Short problem: Please set out the lines of the records below, from the line with "Could you please point to the lion cub lying" through the line with "column 348, row 211", as a numbered list with blank lines left out.

-- start of Supplied material --

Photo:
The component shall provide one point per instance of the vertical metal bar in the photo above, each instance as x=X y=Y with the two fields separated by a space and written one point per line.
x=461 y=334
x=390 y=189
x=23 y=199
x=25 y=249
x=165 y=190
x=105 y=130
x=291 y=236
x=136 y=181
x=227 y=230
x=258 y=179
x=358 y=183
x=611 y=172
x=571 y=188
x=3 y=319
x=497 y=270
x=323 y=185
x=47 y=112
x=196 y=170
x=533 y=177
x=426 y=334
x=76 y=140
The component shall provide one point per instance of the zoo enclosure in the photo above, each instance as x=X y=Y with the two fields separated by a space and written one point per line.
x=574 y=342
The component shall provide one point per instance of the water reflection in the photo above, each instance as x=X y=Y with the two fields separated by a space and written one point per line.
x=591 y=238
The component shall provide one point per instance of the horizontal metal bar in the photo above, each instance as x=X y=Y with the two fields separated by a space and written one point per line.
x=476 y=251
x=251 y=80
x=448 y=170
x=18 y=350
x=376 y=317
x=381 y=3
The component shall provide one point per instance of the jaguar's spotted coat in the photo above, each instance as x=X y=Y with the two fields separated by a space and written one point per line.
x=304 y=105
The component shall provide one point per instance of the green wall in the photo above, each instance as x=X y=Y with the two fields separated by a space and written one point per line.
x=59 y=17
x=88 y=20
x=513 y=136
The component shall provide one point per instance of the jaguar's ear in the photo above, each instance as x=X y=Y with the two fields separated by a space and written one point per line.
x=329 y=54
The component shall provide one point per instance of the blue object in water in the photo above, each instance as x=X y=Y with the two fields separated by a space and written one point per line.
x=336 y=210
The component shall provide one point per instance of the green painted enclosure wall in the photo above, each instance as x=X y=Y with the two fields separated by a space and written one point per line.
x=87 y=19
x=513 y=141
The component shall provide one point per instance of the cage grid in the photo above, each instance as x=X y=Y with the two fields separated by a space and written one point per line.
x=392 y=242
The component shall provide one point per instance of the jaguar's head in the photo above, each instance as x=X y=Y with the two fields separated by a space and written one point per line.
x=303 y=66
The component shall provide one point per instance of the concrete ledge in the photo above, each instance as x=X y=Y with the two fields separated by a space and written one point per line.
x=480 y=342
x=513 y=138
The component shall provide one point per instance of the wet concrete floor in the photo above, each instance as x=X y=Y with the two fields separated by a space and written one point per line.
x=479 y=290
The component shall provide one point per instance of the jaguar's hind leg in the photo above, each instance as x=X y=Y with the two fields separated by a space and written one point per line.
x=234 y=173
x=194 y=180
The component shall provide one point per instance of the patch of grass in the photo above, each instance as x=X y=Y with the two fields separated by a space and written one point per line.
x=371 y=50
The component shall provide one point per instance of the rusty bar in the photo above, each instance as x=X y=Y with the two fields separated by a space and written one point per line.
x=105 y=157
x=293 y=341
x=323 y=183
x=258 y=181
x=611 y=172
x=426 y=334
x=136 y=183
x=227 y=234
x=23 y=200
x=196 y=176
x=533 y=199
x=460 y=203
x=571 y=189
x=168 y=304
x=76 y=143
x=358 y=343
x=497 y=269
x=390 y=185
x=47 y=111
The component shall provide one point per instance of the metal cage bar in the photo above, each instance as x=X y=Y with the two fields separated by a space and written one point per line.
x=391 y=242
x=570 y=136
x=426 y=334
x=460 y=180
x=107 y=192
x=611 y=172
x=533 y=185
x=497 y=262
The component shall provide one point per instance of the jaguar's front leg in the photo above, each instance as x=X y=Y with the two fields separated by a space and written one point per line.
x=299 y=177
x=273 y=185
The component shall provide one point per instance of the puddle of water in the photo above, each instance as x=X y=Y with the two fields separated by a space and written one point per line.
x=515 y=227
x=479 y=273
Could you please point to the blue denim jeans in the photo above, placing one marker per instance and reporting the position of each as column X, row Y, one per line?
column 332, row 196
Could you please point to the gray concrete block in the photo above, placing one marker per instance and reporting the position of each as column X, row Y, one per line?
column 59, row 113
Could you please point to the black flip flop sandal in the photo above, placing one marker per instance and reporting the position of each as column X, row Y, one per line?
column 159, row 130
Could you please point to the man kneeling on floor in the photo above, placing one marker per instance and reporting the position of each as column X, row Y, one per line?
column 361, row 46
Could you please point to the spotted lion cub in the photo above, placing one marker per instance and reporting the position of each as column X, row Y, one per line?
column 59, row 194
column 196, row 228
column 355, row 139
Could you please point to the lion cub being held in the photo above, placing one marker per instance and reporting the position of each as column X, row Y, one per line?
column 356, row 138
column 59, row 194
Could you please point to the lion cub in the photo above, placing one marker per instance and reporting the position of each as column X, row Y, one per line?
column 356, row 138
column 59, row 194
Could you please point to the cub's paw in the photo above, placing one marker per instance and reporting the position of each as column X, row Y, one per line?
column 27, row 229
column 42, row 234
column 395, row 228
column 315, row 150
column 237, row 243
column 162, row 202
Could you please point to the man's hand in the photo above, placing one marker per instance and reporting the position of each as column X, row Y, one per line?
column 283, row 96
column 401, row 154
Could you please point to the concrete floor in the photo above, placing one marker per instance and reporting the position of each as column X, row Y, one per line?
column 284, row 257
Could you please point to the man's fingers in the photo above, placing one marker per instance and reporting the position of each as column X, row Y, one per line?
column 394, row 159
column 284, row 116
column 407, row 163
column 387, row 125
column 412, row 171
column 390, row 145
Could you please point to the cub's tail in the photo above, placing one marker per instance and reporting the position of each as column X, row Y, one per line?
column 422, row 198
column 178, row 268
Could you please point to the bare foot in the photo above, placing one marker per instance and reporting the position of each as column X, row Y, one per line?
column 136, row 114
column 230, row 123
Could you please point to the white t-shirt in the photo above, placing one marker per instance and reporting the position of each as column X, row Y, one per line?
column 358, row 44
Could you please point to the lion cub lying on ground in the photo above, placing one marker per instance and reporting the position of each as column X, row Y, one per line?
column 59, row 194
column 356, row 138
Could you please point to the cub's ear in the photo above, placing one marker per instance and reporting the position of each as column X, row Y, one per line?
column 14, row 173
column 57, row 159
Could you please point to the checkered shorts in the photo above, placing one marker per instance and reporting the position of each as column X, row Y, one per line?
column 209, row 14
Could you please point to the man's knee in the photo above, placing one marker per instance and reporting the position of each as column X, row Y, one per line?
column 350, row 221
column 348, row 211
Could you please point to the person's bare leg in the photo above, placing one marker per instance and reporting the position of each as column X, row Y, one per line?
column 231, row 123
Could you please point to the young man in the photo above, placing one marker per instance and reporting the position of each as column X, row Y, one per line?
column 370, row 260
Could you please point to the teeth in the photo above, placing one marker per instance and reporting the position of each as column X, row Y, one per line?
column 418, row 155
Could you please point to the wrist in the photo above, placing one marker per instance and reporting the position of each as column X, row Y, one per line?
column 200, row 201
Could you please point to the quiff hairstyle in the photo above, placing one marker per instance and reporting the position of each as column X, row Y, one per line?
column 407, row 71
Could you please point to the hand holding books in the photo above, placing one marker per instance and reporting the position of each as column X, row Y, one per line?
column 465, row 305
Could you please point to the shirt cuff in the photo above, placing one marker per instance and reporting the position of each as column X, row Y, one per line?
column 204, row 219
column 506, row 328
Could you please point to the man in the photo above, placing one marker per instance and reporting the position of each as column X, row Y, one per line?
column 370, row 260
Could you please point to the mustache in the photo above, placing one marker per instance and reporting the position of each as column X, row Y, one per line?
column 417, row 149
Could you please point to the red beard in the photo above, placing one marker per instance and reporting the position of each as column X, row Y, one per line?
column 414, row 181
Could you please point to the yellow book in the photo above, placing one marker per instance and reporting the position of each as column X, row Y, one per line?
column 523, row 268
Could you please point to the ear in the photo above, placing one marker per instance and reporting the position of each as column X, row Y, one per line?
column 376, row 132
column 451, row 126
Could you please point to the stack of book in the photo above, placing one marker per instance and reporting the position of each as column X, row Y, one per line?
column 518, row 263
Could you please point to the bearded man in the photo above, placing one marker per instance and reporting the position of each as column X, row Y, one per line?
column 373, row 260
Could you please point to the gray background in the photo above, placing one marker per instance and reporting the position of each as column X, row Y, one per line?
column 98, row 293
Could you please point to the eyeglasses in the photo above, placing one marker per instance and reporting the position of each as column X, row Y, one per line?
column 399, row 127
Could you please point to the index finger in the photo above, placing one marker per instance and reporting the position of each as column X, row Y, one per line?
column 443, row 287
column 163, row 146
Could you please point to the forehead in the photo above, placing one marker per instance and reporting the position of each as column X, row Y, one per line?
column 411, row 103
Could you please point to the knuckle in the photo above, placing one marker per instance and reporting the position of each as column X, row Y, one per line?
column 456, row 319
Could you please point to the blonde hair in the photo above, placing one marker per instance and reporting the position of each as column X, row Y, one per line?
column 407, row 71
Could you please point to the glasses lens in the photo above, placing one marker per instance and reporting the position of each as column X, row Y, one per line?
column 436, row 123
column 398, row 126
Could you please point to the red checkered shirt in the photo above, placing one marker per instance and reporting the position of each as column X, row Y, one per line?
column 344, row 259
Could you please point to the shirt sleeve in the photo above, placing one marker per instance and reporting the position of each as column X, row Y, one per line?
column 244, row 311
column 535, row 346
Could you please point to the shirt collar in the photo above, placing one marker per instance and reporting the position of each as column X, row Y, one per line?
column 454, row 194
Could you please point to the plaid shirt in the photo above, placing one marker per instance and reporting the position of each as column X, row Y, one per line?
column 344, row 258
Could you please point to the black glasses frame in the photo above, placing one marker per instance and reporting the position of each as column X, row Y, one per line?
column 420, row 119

-- end of Supplied material --

The solution:
1. Could you please point to the lion cub lying on ground in the photo above, placing one marker per instance and reporting the position of each as column X, row Y, one per line?
2. column 59, row 194
3. column 356, row 138
4. Could you please point to the cub's ear in the photo above, placing one marker per instance and reporting the position of each as column X, row Y, one per line?
5. column 14, row 173
6. column 57, row 159
7. Could you please point to the checkered shorts in the photo above, placing one marker per instance and reporting the position of each as column X, row Y, one per line?
8. column 209, row 14
9. Could you please point to the man's knee in the photo above, placing one marker per instance and reporting the position of each as column X, row Y, one per line?
10. column 350, row 221
11. column 348, row 211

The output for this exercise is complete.